Then read the note once, top to bottom, for anything that simply does not match your memory of the visit. Then sign.
Why this is different from the consent question
A boundary worth drawing. This protocol is about accuracy: making sure the note is true before you attest to it. That is a separate problem from whether your patient knows or agreed to the AI listening, which is consent. If consent is your concern, the briefing on when AI scribes need patient consent covers that directly. Here we are only catching errors. The companion briefing on how doctors use AI for clinical notes safely gives the broader safe-use habit that this 90 second check slots into.
The honest limit of these tools
The useful thing about the Ontario audit is that it kills a comfortable assumption: that the good scribes are accurate and only the cheap ones fail. All 20 failed. That means accuracy review is not a vendor-selection problem you can buy your way out of. It is a permanent part of using the category.
This is not an argument against AI scribes. They save real time, and the time saved is worth keeping. It is an argument that the time saved on drafting has to be partly reinvested in review. The 90 seconds you spend on the read-back is the cheapest insurance you will buy all day.
The skill under the tool
The pattern across every briefing in this series is the same. The tool gets faster, more fluent, more confident, and none of that makes it more accurate. What protects the patient and your license is a human who reads what the machine produced with a trained, skeptical eye and knows exactly where these tools tend to break.
That skill is learnable and it does not expire when the next scribe version ships. AI for Physician Notes builds the verify-before-you-sign workflow, including the targeted read-back this audit calls for, and the two minute course quiz will point you to the right starting place for your practice.
Frequently Asked Questions
How bad were the AI scribe errors in the Ontario audit?

-=-=-=-=-

> [EXERCISE TASKS]
a – Reproduce the part of the AI scribe excerpt starting with "Why this is" and going on through "check slots into.".
b – According to the AI scribe excerpt, how many of the scribes in the Ontario audit failed?
c – Please extend the AI scribe excerpt from the point where it stops.
These lines have no connection to the AI scribe excerpt.

> [Data records]
-=-=-=-=-

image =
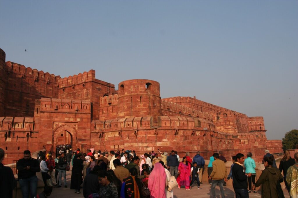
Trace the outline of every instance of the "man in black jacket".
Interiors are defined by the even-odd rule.
[[[97,193],[99,191],[99,182],[97,175],[100,168],[95,166],[93,170],[86,175],[83,184],[83,194],[85,198],[87,198],[89,195]]]
[[[64,157],[64,153],[61,154],[61,156],[59,159],[58,164],[59,165],[59,185],[57,188],[61,187],[62,185],[62,175],[63,175],[64,178],[64,187],[66,188],[67,186],[66,185],[66,167],[67,162],[66,161],[66,158]]]
[[[3,198],[12,198],[13,190],[16,185],[16,181],[9,167],[4,166],[2,161],[4,159],[4,150],[0,148],[0,192]]]
[[[18,171],[18,177],[23,197],[29,197],[29,188],[30,197],[34,197],[36,196],[37,189],[36,173],[40,171],[40,167],[38,161],[31,158],[30,151],[26,150],[24,151],[24,158],[18,161],[17,169]]]
[[[241,153],[236,155],[237,161],[232,168],[233,187],[236,198],[249,198],[247,191],[247,178],[252,176],[251,173],[246,174],[242,164],[244,162],[244,155]],[[226,181],[228,180],[226,180]]]
[[[167,158],[167,164],[168,168],[170,169],[171,175],[174,175],[176,178],[178,175],[178,166],[179,162],[177,156],[175,155],[175,151],[172,151],[171,155]]]

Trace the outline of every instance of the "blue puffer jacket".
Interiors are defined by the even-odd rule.
[[[199,155],[197,155],[193,157],[193,163],[196,162],[198,166],[204,166],[205,165],[205,160],[203,157]]]
[[[210,157],[210,160],[209,161],[209,164],[208,164],[208,167],[212,167],[212,162],[214,161],[215,160],[214,157],[211,156]]]
[[[254,159],[251,157],[248,157],[244,161],[244,165],[245,167],[246,173],[255,173],[256,163]]]

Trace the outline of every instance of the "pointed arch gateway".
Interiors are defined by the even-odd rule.
[[[59,144],[70,144],[72,147],[77,146],[77,130],[67,124],[59,126],[53,130],[53,142],[54,148]]]

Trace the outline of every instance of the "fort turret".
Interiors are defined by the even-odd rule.
[[[128,80],[119,83],[119,118],[152,116],[153,121],[162,115],[159,83],[144,79]]]

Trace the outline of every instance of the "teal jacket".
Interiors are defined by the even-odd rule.
[[[256,163],[254,159],[251,157],[248,157],[244,161],[244,165],[245,167],[245,173],[256,173]]]
[[[208,167],[212,167],[212,162],[214,161],[214,157],[211,156],[210,157],[210,160],[209,161],[209,164],[208,164]]]

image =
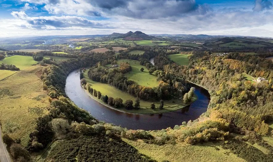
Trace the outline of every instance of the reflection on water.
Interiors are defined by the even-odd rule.
[[[79,107],[89,112],[98,120],[128,129],[160,130],[173,128],[183,122],[194,120],[207,111],[210,101],[208,92],[194,84],[197,100],[180,110],[155,115],[134,114],[117,111],[105,106],[90,97],[80,84],[79,73],[75,70],[66,78],[66,93]]]

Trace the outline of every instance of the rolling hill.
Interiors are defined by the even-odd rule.
[[[123,38],[124,40],[152,40],[157,39],[153,36],[147,35],[141,31],[137,31],[135,32],[130,31],[126,33],[122,34],[114,33],[108,37]]]

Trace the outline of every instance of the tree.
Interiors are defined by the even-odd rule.
[[[183,98],[183,102],[184,104],[186,104],[188,103],[188,93],[186,93],[184,95],[184,97]]]
[[[159,106],[159,109],[160,110],[163,109],[163,107],[164,106],[164,101],[162,100],[160,100],[160,105]]]
[[[126,100],[124,103],[125,107],[126,109],[130,109],[133,107],[133,101],[130,99]]]
[[[82,86],[85,84],[86,84],[87,83],[87,82],[86,81],[86,80],[85,80],[85,79],[84,78],[81,79],[81,84]]]
[[[140,103],[139,99],[138,98],[138,97],[137,97],[136,99],[136,100],[135,101],[135,105],[134,106],[135,109],[139,109],[139,106],[140,106]]]
[[[154,105],[154,103],[153,103],[151,104],[151,109],[153,110],[155,109],[155,105]]]
[[[1,137],[0,137],[1,138]],[[14,143],[13,139],[9,137],[7,134],[5,134],[3,136],[3,141],[7,145],[7,146],[9,147],[13,143]]]
[[[64,119],[53,119],[51,123],[55,136],[58,138],[65,137],[71,128],[68,121]]]
[[[100,97],[101,97],[101,93],[99,91],[98,91],[98,99],[100,99]]]
[[[109,97],[107,102],[108,105],[110,106],[113,106],[114,105],[114,98],[111,97]]]
[[[105,103],[107,103],[108,102],[108,96],[107,96],[107,95],[105,95],[105,96],[103,98],[103,102]]]
[[[114,105],[116,108],[121,106],[123,105],[123,100],[120,98],[116,98],[114,100]]]
[[[96,97],[98,96],[98,94],[97,93],[97,91],[95,89],[93,90],[93,96],[95,96]]]

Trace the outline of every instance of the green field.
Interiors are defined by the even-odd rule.
[[[157,81],[157,77],[153,75],[150,75],[149,70],[145,66],[139,64],[139,61],[128,59],[120,60],[118,61],[119,64],[121,63],[128,62],[132,66],[132,71],[124,74],[128,79],[133,80],[141,86],[149,87],[154,87],[158,85],[158,82]],[[140,69],[144,68],[143,72]]]
[[[117,42],[124,43],[126,44],[133,45],[134,43],[132,40],[123,40],[123,38],[118,38],[114,40]]]
[[[130,52],[128,53],[129,54],[134,55],[137,55],[137,54],[138,54],[139,55],[142,55],[144,53],[144,52],[145,52],[145,51],[141,50],[134,50],[130,51]]]
[[[50,59],[50,57],[52,57],[53,60],[55,60],[56,61],[59,61],[60,60],[66,60],[70,59],[71,58],[69,57],[59,57],[58,56],[48,56],[46,55],[44,56],[44,59]]]
[[[130,99],[132,100],[134,104],[136,98],[131,96],[126,92],[123,92],[118,89],[115,87],[111,86],[108,84],[103,84],[99,82],[95,82],[89,79],[87,75],[88,70],[86,70],[84,73],[84,78],[86,79],[87,83],[90,85],[91,87],[93,89],[96,89],[101,92],[103,95],[107,95],[108,97],[112,97],[113,98],[120,98],[123,100],[124,102],[127,100]],[[87,92],[87,93],[88,93]],[[94,98],[100,102],[102,102],[100,100],[98,100],[96,98]],[[196,96],[193,99],[193,102],[197,99]],[[175,102],[174,104],[173,104],[173,101]],[[182,109],[187,105],[183,103],[182,100],[174,99],[169,101],[164,101],[164,107],[163,110],[160,110],[157,108],[155,110],[152,110],[150,108],[152,102],[140,100],[140,107],[139,110],[133,109],[127,110],[124,108],[120,108],[118,109],[121,111],[134,113],[136,114],[154,114],[163,113],[167,112],[176,110]],[[154,102],[156,107],[159,107],[160,103],[159,102]]]
[[[67,53],[64,52],[53,52],[53,53],[60,53],[62,54],[67,54]]]
[[[159,146],[125,138],[123,140],[140,153],[159,162],[164,160],[172,162],[246,161],[232,153],[227,154],[230,151],[223,149],[218,144],[211,142],[195,145],[183,143]]]
[[[247,74],[245,73],[242,73],[242,74],[244,76],[244,79],[246,80],[250,81],[252,84],[255,84],[255,83],[256,83],[256,82],[253,81],[253,80],[257,79],[257,78],[253,77],[252,76]]]
[[[38,62],[35,61],[31,56],[15,55],[6,57],[0,61],[0,64],[3,63],[6,64],[12,64],[16,66],[20,70],[23,70],[36,64]]]
[[[27,145],[36,119],[46,113],[46,108],[49,106],[47,92],[43,90],[42,82],[36,73],[43,68],[39,65],[32,66],[0,81],[0,120],[3,133],[20,139],[24,147]],[[7,91],[10,93],[5,93]]]
[[[174,54],[169,55],[168,57],[180,65],[188,66],[190,62],[189,57],[191,55]]]
[[[257,54],[257,53],[254,53],[254,52],[247,52],[247,53],[244,53],[243,54],[245,54],[246,55],[254,55]]]
[[[137,40],[134,41],[134,42],[137,44],[141,46],[153,46],[156,45],[156,44],[153,43],[153,41],[152,40]]]
[[[9,76],[18,71],[0,70],[0,80]]]

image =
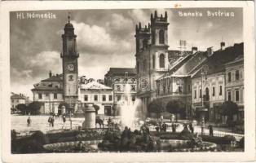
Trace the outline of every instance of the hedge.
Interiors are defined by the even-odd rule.
[[[236,141],[235,137],[226,135],[224,137],[202,135],[202,140],[205,142],[212,142],[217,144],[230,144],[232,141]]]

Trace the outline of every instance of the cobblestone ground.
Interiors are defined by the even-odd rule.
[[[31,119],[31,126],[27,126],[27,119],[29,116],[11,116],[11,130],[15,130],[17,132],[20,132],[22,134],[27,134],[29,131],[32,130],[41,130],[43,133],[46,133],[47,131],[55,130],[61,130],[61,129],[70,129],[70,121],[69,117],[66,117],[66,122],[63,122],[62,117],[55,118],[54,127],[50,127],[48,118],[49,116],[29,116]],[[76,129],[78,126],[82,125],[84,121],[84,118],[82,117],[73,117],[72,120],[72,126],[73,129]],[[166,123],[167,125],[170,126],[170,123]],[[137,127],[139,129],[139,126]],[[179,125],[179,126],[176,129],[177,132],[182,131],[183,129],[183,125]],[[150,130],[156,130],[155,126],[149,126]],[[195,132],[201,133],[201,128],[199,126],[196,126],[194,129]],[[167,131],[171,131],[171,127],[169,126],[167,128]],[[205,128],[205,133],[207,134],[209,133],[209,130],[207,127]],[[233,134],[231,132],[227,131],[218,131],[214,130],[214,135],[222,135],[223,134],[232,134],[235,136],[236,140],[239,140],[243,135]]]
[[[63,122],[62,117],[55,118],[54,127],[50,127],[49,116],[29,116],[31,119],[31,126],[27,126],[27,119],[29,116],[11,116],[11,130],[17,132],[26,133],[31,130],[41,130],[46,133],[53,130],[70,129],[69,117],[66,117],[66,122]],[[73,129],[82,126],[84,118],[71,118]]]

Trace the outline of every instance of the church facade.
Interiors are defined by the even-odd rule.
[[[168,50],[168,15],[151,14],[151,23],[136,25],[137,97],[143,102],[142,111],[148,112],[148,104],[157,96],[157,81],[181,57],[191,51]]]

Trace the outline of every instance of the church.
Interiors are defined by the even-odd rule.
[[[188,51],[168,50],[168,15],[151,14],[151,23],[136,25],[137,97],[141,99],[143,112],[157,98],[157,80],[169,72],[180,60],[192,54]]]
[[[49,78],[42,80],[32,89],[33,101],[43,104],[42,113],[66,113],[67,108],[58,108],[61,103],[67,103],[74,112],[78,105],[78,62],[79,54],[77,51],[77,35],[74,28],[68,21],[64,25],[62,34],[63,50],[60,53],[62,59],[61,75],[49,73]]]

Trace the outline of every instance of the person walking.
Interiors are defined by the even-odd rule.
[[[63,126],[62,126],[62,129],[63,129],[63,127],[64,126],[65,122],[66,122],[66,117],[65,117],[65,115],[62,116],[62,119],[63,119]]]
[[[27,126],[28,127],[29,127],[31,126],[31,119],[30,117],[29,117],[29,118],[27,119]]]
[[[51,127],[51,116],[50,116],[50,117],[49,117],[49,118],[48,118],[48,122],[49,122],[49,126],[50,126],[50,127]]]
[[[212,125],[210,125],[208,126],[209,128],[209,135],[210,136],[214,136],[214,129],[213,129],[213,126]]]
[[[193,126],[192,123],[190,123],[188,127],[189,127],[191,133],[193,134],[194,133],[194,126]]]
[[[166,122],[164,122],[161,126],[161,128],[163,130],[164,132],[166,132],[167,130],[167,125],[166,124]]]
[[[176,132],[176,125],[173,123],[171,125],[171,129],[172,129],[173,133],[175,133]]]
[[[54,118],[54,117],[52,116],[51,118],[51,126],[52,126],[52,127],[55,126],[54,122],[55,122],[55,118]]]

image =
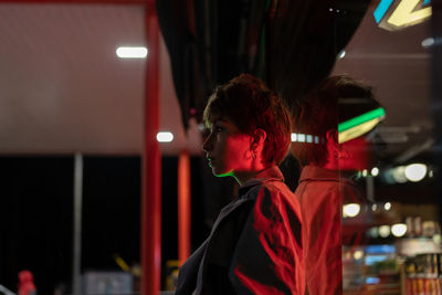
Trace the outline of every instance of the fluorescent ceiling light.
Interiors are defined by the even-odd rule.
[[[356,137],[359,137],[370,131],[385,117],[386,117],[386,110],[382,107],[378,107],[360,116],[339,123],[338,124],[339,144],[351,140]]]
[[[145,59],[147,56],[147,48],[118,48],[116,50],[120,59]]]
[[[418,182],[421,181],[427,175],[427,165],[412,164],[406,167],[406,177],[408,180]]]
[[[343,206],[344,218],[354,218],[360,212],[360,206],[358,203],[348,203]]]

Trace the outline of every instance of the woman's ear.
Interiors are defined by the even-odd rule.
[[[329,157],[338,159],[340,156],[340,147],[338,144],[338,130],[330,129],[325,134],[325,137],[327,139],[326,145]]]
[[[252,146],[262,146],[264,145],[265,138],[267,137],[267,133],[261,128],[257,128],[252,138]]]

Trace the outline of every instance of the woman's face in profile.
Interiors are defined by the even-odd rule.
[[[214,176],[233,176],[250,169],[252,137],[225,118],[213,116],[210,134],[202,144]]]

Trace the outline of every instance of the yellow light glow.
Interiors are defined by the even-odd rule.
[[[404,223],[397,223],[391,226],[391,233],[397,236],[403,236],[407,233],[407,224]]]
[[[358,203],[348,203],[343,206],[343,217],[354,218],[360,212],[360,206]]]
[[[391,203],[386,202],[386,204],[383,206],[383,209],[386,209],[386,211],[389,211],[391,209]]]
[[[147,56],[146,48],[118,48],[117,56],[120,59],[145,59]]]
[[[170,143],[173,140],[173,135],[171,133],[158,133],[157,140],[159,143]]]
[[[387,238],[390,235],[390,225],[380,225],[379,226],[379,235],[381,238]]]
[[[418,182],[421,181],[427,175],[427,165],[412,164],[406,167],[404,170],[408,180]]]
[[[396,27],[406,27],[422,22],[431,15],[432,11],[431,7],[413,11],[420,2],[420,0],[402,0],[393,13],[391,13],[388,23]]]

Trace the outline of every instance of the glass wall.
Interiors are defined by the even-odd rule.
[[[385,110],[351,177],[364,201],[343,193],[344,294],[441,292],[429,2],[373,1],[333,71],[372,86]]]

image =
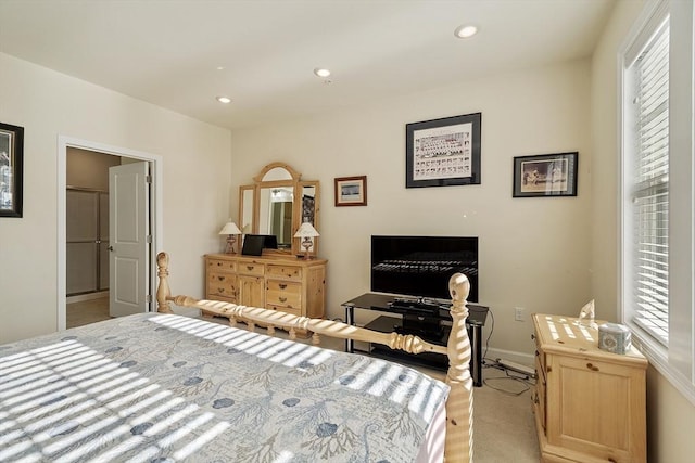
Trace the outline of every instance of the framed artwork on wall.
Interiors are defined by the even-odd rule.
[[[405,126],[405,188],[480,184],[481,113]]]
[[[367,176],[336,179],[336,206],[366,206]]]
[[[0,217],[22,217],[24,128],[0,123]]]
[[[577,196],[579,153],[514,158],[513,197]]]

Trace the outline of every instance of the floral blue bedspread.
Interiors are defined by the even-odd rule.
[[[0,461],[409,462],[448,386],[143,313],[0,346]]]

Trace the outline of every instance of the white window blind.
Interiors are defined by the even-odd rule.
[[[634,124],[632,307],[634,322],[668,345],[669,24],[637,55],[632,75]]]

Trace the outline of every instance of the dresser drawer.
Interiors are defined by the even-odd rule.
[[[207,259],[207,271],[236,273],[237,262],[233,260]]]
[[[279,312],[285,312],[285,313],[290,313],[292,316],[296,316],[296,317],[302,317],[302,309],[295,309],[292,307],[285,307],[285,306],[276,306],[273,304],[268,304],[266,307],[266,309],[268,310],[277,310]]]
[[[302,268],[293,266],[267,266],[268,278],[302,281]]]
[[[237,276],[218,271],[207,272],[206,297],[224,298],[226,301],[235,303],[237,297]]]
[[[266,305],[294,309],[302,308],[302,285],[281,280],[268,280],[266,285]]]
[[[257,262],[239,262],[237,272],[243,275],[263,276],[265,274],[265,266]]]

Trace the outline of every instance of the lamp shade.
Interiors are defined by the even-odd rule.
[[[232,221],[228,221],[225,227],[219,230],[219,234],[241,234],[239,227]]]
[[[302,226],[296,231],[296,233],[294,233],[294,237],[314,237],[314,236],[319,236],[319,234],[309,222],[302,223]]]

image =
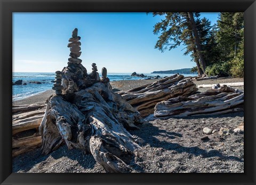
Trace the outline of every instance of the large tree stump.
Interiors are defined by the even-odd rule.
[[[243,111],[243,92],[225,85],[215,85],[205,92],[159,102],[155,107],[154,116],[214,115]]]
[[[146,117],[154,113],[156,103],[178,96],[188,96],[198,90],[191,81],[181,75],[162,79],[125,92],[121,92],[123,98]]]
[[[126,128],[137,129],[143,121],[109,83],[97,83],[70,95],[54,95],[47,101],[39,127],[42,152],[49,154],[65,142],[69,148],[91,154],[108,172],[128,172],[140,146]]]

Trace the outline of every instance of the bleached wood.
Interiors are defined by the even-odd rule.
[[[244,82],[234,82],[234,83],[221,83],[220,84],[220,86],[223,85],[226,85],[228,86],[231,86],[233,87],[235,86],[244,86]],[[197,85],[197,88],[202,88],[202,87],[211,87],[213,84],[202,84]]]
[[[154,115],[156,117],[213,115],[241,111],[243,102],[243,92],[223,85],[189,97],[179,96],[159,102]]]
[[[198,89],[190,79],[184,79],[181,75],[176,74],[162,79],[151,84],[118,92],[142,117],[154,113],[157,103],[179,95],[187,96]]]
[[[36,115],[27,117],[22,120],[18,120],[12,123],[12,134],[18,132],[29,130],[33,128],[38,128],[40,125],[43,115]]]
[[[108,172],[129,171],[133,151],[140,146],[126,128],[138,129],[136,125],[143,120],[111,89],[109,83],[97,83],[71,96],[51,97],[39,127],[43,154],[64,142],[70,149],[91,154]]]
[[[23,104],[22,106],[12,106],[12,114],[13,115],[19,112],[25,112],[29,111],[35,110],[39,109],[42,109],[45,107],[45,104]]]

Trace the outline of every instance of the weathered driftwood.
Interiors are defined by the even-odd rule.
[[[204,79],[216,79],[218,78],[219,76],[205,76],[203,78],[196,78],[196,81],[203,81]]]
[[[26,112],[31,110],[42,109],[44,108],[45,108],[45,104],[23,104],[21,106],[13,106],[12,114],[13,115],[17,113]]]
[[[189,97],[178,96],[158,103],[154,117],[217,115],[243,110],[244,93],[223,85]]]
[[[27,152],[42,146],[42,137],[35,134],[19,139],[12,139],[12,156]]]
[[[183,75],[176,74],[151,84],[118,93],[135,108],[142,117],[146,117],[154,113],[157,103],[179,95],[188,96],[197,90],[192,81],[184,79]]]
[[[137,129],[135,124],[142,122],[139,112],[113,92],[109,83],[54,95],[47,102],[39,127],[42,152],[49,154],[64,142],[91,154],[108,172],[127,172],[133,151],[140,146],[125,127]]]
[[[226,83],[225,84],[219,84],[220,86],[222,86],[223,85],[226,85],[231,86],[244,86],[243,82],[234,82],[234,83]],[[212,84],[202,84],[202,85],[197,85],[197,88],[202,88],[202,87],[211,87],[212,86]]]
[[[13,157],[33,150],[42,145],[38,127],[45,107],[45,104],[13,106]]]

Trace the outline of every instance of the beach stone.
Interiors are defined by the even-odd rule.
[[[203,129],[203,132],[206,134],[210,135],[212,134],[212,130],[207,127],[204,127],[204,129]]]
[[[54,86],[60,86],[61,85],[61,82],[57,82],[53,84]]]
[[[68,59],[68,61],[72,63],[81,63],[82,62],[82,60],[80,59],[75,59],[74,58],[70,58]]]
[[[78,58],[81,55],[82,52],[78,51],[78,52],[71,52],[70,54],[69,54],[69,57],[71,57],[72,58]]]
[[[235,128],[234,130],[233,130],[234,132],[235,132],[235,133],[240,133],[242,132],[242,130],[239,128]]]
[[[74,46],[79,46],[81,45],[81,43],[80,42],[76,42],[73,43],[69,43],[68,44],[68,47],[71,47]]]
[[[22,79],[19,79],[18,81],[17,81],[16,82],[14,82],[14,84],[16,85],[22,85]]]
[[[74,51],[79,51],[81,50],[81,47],[78,46],[74,46],[70,47],[70,50],[71,52]]]
[[[228,135],[232,131],[230,129],[221,127],[220,128],[220,131],[219,132],[219,134],[220,135]]]
[[[69,38],[69,39],[68,40],[68,42],[77,42],[78,41],[80,41],[81,39],[81,37],[78,36],[77,37],[72,37]]]
[[[55,92],[55,93],[57,95],[61,94],[62,93],[62,90],[58,90]]]
[[[201,138],[201,140],[203,141],[207,141],[210,140],[210,138],[207,136],[205,136],[204,137]]]
[[[52,89],[53,90],[55,90],[55,91],[62,90],[63,89],[64,89],[64,87],[62,85],[61,85],[61,86],[55,86],[52,87]]]
[[[240,125],[239,125],[237,128],[240,128],[242,131],[244,131],[244,122],[242,123]]]
[[[107,77],[107,69],[105,67],[102,68],[102,69],[101,69],[101,75],[102,76],[102,77],[103,78],[106,78]]]
[[[96,81],[97,82],[99,82],[100,81],[100,75],[99,75],[98,73],[96,73]]]
[[[73,31],[72,31],[72,37],[75,38],[77,37],[78,31],[78,30],[77,29],[77,28],[75,28],[74,29]]]

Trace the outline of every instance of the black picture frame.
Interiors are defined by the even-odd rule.
[[[255,184],[256,2],[255,0],[0,0],[1,184]],[[244,173],[190,174],[12,173],[13,12],[244,12]]]

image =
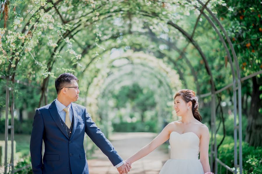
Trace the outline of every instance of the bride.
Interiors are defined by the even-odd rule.
[[[159,174],[211,173],[208,158],[209,133],[208,127],[201,122],[198,98],[193,91],[182,89],[176,94],[174,100],[174,108],[182,119],[169,123],[150,143],[126,162],[130,166],[169,139],[170,159]]]

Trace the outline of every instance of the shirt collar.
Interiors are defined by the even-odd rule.
[[[62,104],[62,103],[61,103],[61,102],[58,101],[58,100],[57,99],[57,98],[56,98],[54,101],[54,102],[55,103],[55,105],[56,105],[57,106],[57,110],[58,110],[58,111],[59,112],[62,111],[62,110],[63,110],[63,109],[64,109],[66,107],[69,108],[69,109],[72,110],[71,108],[71,103],[69,104],[69,105],[68,105],[67,106],[66,106]]]

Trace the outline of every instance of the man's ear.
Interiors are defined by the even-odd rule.
[[[66,92],[67,92],[66,88],[63,88],[63,89],[61,90],[61,92],[64,94],[66,93]]]

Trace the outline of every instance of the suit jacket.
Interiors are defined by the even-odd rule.
[[[86,108],[73,103],[74,125],[69,139],[60,120],[55,101],[36,111],[30,142],[34,174],[89,174],[83,146],[85,132],[114,166],[123,161]],[[45,153],[42,160],[43,140]]]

-=-=-=-=-

> [RESULTS OF THE EXERCISE]
a –
Why this is different from the consent question
A boundary worth drawing. This protocol is about accuracy: making sure the note is true before you attest to it. That is a separate problem from whether your patient knows or agreed to the AI listening, which is consent. If consent is your concern, the briefing on when AI scribes need patient consent covers that directly. Here we are only catching errors. The companion briefing on how doctors use AI for clinical notes safely gives the broader safe-use habit that this 90 second check slots into.

b – All 20 failed.

c –
Significant and universal. On May 12 to 14, 2026, Ontario's Auditor General reported that all 20 procurement-tested AI scribe systems showed inaccuracies. Specifically, 9 hallucinated content like fabricated referrals or blood-test orders, 12 captured the wrong drug, and 17 missed key mental-health details, even though roughly 5,000 Ontario physicians were already using them.
Does this Ontario audit apply to me if I practice in the US?
It is a Canadian audit, so it is not US law and does not bind your practice. But it is a credible, independent warning about how AI scribes fail as a tool category, and those failure modes are not specific to one country. Treat it as a universal accuracy warning worth acting on regardless of where you practice.
What is the fastest way to catch these errors before I sign?
A targeted read-back of about 90 seconds aimed at the three failure modes. Check every drug name against what you actually prescribed, scan for any referral or order and confirm you made it, and verify any mental-health detail is captured accurately. Then read the note once for anything that does not match the visit, and sign.
Is this briefing legal or medical advice?
No. The Leveraged Years is an education company, not a law or medical firm. This is a plain summary of an independent audit and a practical review habit, and tools and findings can change. Treat it as background, and confirm anything affecting your documentation, patient safety, or liability with a qualified professional.